▶ [ИСХОДНЫЕ СТРОКИ]
▼

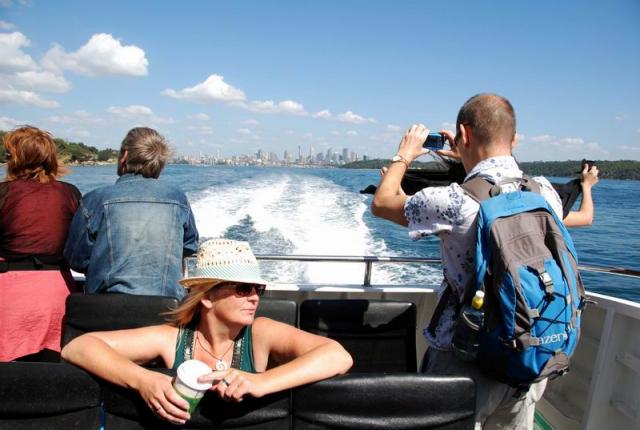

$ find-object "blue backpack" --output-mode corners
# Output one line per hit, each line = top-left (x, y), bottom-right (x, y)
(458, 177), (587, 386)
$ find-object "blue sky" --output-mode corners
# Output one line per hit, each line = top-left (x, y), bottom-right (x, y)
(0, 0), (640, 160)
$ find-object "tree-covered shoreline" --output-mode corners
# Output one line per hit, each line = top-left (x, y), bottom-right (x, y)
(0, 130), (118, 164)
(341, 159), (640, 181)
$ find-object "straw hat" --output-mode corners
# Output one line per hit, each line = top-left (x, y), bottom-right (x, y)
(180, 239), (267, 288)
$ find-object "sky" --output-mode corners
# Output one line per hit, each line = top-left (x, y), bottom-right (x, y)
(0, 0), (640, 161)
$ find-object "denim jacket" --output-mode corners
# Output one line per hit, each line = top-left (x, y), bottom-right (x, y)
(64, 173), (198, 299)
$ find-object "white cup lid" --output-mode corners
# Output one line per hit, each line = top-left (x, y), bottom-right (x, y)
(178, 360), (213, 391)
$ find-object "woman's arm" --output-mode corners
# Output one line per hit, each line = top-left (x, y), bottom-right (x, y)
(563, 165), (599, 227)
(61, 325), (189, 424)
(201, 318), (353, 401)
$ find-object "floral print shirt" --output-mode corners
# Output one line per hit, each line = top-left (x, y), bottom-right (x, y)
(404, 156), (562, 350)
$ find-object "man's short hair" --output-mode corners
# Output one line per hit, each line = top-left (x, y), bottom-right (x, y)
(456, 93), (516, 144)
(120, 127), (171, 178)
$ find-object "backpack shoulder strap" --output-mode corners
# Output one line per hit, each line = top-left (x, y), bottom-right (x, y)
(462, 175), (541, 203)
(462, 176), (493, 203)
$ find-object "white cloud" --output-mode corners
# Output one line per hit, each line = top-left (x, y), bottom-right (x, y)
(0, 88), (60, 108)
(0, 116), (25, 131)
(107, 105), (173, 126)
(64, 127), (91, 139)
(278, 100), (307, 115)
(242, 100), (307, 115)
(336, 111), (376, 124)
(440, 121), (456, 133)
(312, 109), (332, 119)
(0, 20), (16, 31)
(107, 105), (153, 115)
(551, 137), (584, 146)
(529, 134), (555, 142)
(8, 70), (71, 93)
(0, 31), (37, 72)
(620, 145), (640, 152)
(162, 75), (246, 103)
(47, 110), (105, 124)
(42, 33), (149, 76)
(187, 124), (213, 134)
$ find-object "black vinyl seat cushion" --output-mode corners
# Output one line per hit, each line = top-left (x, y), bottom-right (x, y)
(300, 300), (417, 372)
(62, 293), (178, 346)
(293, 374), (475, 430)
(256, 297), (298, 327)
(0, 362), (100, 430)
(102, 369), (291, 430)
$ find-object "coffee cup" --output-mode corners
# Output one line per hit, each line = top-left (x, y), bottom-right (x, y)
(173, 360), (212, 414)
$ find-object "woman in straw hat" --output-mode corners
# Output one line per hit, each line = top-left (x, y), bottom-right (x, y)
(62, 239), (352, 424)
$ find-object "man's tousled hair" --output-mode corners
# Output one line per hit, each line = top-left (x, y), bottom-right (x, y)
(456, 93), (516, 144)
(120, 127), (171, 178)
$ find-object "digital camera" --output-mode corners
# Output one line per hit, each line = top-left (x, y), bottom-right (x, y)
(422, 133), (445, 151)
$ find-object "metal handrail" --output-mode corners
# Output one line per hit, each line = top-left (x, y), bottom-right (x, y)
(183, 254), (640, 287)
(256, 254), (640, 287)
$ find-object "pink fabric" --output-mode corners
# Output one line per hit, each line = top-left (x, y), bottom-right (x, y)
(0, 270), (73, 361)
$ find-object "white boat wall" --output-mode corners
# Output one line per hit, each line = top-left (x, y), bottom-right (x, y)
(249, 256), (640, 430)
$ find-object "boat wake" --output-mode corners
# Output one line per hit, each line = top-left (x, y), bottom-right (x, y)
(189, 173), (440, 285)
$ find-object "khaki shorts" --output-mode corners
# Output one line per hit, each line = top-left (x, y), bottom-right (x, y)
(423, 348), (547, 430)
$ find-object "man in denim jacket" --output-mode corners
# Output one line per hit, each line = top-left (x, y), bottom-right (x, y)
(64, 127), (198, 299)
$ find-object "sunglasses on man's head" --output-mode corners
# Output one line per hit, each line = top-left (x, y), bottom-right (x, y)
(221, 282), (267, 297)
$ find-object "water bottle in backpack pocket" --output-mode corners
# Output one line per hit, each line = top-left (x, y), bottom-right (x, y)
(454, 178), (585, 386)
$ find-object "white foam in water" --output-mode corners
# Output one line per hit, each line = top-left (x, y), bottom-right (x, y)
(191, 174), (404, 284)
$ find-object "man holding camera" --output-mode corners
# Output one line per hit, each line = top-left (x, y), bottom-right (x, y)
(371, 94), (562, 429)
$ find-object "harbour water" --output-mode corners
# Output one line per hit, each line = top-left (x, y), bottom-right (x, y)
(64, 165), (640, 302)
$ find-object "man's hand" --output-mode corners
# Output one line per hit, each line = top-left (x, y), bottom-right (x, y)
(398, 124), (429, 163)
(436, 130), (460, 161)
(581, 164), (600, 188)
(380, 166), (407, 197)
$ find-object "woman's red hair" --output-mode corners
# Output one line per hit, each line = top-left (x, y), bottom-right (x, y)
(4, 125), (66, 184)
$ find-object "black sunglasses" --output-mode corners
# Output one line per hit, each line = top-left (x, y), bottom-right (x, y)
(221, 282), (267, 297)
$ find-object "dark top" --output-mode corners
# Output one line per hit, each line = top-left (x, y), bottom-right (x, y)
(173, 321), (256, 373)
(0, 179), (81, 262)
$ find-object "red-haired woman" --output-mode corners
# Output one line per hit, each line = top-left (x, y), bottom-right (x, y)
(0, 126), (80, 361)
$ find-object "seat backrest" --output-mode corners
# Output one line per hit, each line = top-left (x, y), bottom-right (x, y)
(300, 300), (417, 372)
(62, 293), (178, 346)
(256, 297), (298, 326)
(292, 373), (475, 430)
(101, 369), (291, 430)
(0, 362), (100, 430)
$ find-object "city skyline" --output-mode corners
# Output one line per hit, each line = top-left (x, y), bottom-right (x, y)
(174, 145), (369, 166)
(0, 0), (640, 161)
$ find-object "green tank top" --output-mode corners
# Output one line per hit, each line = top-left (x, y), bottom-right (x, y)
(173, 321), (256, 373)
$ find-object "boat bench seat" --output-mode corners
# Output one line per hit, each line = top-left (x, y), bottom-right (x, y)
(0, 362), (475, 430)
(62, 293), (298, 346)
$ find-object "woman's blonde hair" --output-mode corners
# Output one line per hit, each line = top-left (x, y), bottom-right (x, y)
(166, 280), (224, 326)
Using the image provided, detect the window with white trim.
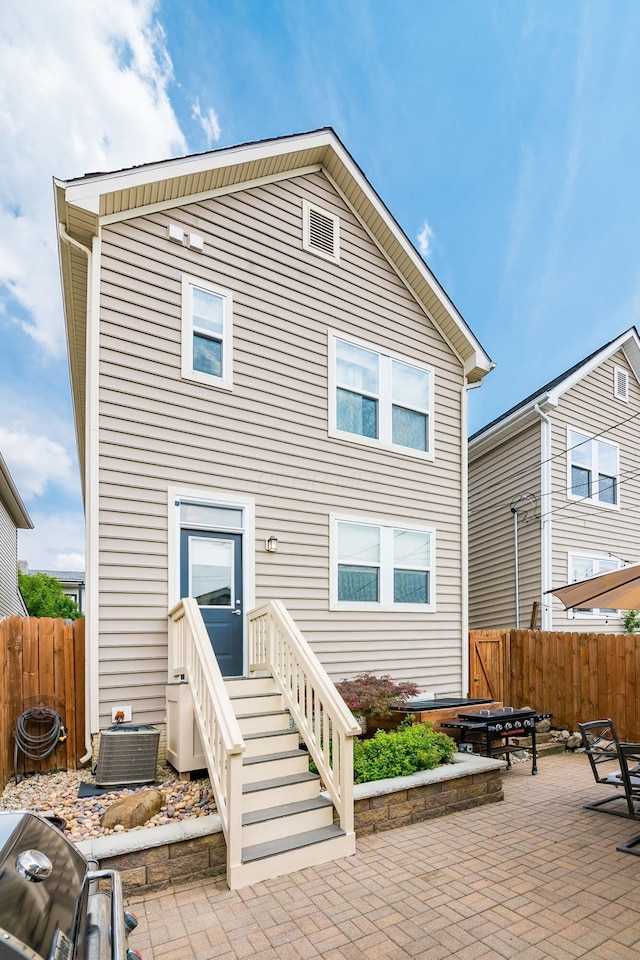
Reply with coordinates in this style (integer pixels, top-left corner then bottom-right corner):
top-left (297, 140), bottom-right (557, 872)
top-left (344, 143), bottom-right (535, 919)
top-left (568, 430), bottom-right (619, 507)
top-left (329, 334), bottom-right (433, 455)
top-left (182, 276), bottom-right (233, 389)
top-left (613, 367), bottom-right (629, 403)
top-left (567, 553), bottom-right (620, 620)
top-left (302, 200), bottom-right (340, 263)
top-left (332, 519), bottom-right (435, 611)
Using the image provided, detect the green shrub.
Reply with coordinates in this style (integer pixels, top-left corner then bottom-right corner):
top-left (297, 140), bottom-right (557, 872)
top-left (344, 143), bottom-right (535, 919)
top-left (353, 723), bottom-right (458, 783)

▲
▼

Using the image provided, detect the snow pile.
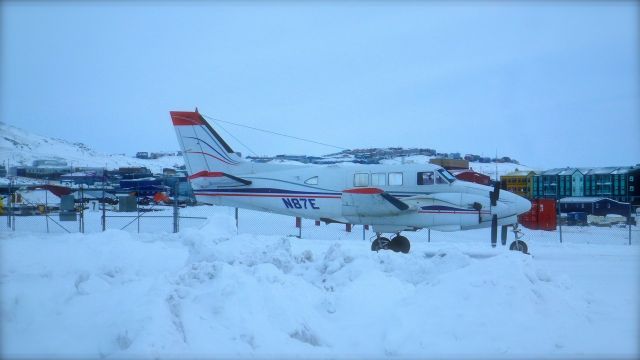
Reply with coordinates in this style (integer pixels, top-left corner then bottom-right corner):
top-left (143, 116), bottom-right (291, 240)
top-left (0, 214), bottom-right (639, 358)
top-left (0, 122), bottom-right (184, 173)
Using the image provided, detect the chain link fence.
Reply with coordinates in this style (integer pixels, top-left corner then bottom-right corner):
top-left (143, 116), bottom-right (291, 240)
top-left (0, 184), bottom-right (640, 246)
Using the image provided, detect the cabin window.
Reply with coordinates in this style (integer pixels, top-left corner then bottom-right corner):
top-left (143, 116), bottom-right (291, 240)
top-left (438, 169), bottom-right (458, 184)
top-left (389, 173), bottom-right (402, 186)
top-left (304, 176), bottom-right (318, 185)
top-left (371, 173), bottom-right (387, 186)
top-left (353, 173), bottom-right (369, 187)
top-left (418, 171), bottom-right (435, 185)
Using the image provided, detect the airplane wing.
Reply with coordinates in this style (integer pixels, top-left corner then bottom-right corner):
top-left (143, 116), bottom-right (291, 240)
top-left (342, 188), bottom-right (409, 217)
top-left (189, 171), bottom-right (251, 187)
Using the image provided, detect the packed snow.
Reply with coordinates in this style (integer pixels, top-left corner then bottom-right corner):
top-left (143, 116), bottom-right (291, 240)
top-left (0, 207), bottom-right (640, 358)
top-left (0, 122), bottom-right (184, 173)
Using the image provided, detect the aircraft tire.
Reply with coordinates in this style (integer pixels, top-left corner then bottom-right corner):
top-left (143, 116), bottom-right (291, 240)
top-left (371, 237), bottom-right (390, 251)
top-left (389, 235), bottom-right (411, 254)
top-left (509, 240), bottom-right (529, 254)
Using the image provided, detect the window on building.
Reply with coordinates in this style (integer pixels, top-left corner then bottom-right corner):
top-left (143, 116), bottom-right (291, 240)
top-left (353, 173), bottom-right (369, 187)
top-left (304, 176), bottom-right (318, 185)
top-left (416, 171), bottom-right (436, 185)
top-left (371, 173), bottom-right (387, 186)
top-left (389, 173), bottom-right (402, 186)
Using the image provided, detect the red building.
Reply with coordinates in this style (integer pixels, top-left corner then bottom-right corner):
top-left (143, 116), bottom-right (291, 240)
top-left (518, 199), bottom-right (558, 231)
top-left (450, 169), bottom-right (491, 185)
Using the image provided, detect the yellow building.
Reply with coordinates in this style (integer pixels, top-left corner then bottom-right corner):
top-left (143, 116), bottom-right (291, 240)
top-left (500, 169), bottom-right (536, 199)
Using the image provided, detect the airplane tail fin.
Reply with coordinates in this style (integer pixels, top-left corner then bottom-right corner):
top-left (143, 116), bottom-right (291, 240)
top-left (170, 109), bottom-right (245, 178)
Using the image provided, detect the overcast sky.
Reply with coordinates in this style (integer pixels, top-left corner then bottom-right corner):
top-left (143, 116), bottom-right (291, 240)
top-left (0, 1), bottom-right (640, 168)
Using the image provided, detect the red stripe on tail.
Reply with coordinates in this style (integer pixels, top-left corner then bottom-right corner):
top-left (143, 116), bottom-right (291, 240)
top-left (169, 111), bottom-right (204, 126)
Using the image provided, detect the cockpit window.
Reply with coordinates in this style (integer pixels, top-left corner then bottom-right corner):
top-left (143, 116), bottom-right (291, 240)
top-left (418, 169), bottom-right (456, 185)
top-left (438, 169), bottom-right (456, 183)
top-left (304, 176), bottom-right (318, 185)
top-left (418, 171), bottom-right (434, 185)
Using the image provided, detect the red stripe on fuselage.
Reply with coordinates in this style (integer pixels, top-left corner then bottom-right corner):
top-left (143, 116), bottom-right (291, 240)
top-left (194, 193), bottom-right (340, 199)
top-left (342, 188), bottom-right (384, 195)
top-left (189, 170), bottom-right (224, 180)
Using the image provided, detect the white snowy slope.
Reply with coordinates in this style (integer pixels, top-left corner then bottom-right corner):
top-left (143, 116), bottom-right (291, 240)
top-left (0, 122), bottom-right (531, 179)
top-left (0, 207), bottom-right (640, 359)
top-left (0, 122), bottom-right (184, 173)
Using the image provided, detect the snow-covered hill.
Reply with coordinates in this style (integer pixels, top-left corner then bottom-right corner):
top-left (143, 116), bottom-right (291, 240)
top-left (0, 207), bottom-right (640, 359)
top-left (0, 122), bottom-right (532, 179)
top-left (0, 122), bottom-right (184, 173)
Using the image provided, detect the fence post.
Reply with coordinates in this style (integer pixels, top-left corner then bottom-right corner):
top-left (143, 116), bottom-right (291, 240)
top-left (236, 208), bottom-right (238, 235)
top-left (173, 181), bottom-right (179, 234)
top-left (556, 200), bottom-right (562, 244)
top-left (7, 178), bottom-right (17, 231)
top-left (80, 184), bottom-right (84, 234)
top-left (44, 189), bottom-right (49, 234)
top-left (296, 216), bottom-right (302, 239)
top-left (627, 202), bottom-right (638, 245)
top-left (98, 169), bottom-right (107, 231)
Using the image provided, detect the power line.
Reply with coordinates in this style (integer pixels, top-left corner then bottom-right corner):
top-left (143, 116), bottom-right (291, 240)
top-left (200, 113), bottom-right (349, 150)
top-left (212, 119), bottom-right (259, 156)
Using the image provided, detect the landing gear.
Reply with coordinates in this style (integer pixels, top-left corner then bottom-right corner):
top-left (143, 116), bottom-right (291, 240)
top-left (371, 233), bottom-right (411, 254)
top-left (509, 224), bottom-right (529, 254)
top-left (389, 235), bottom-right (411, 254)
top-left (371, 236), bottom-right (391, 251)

▲

Повторите без изменений строки, начиная со строки, в которой есть «Using the image provided, detect the airplane tail», и заканчивая строкой, в которой есть «top-left (170, 109), bottom-right (245, 178)», включая обе.

▶ [ОТВЕТ НА ЗАДАНИЕ]
Using the image provided, detect the airplane tail fin.
Reply with coordinates in this style (integer pixels, top-left corner then bottom-right corner):
top-left (143, 116), bottom-right (291, 240)
top-left (170, 109), bottom-right (245, 178)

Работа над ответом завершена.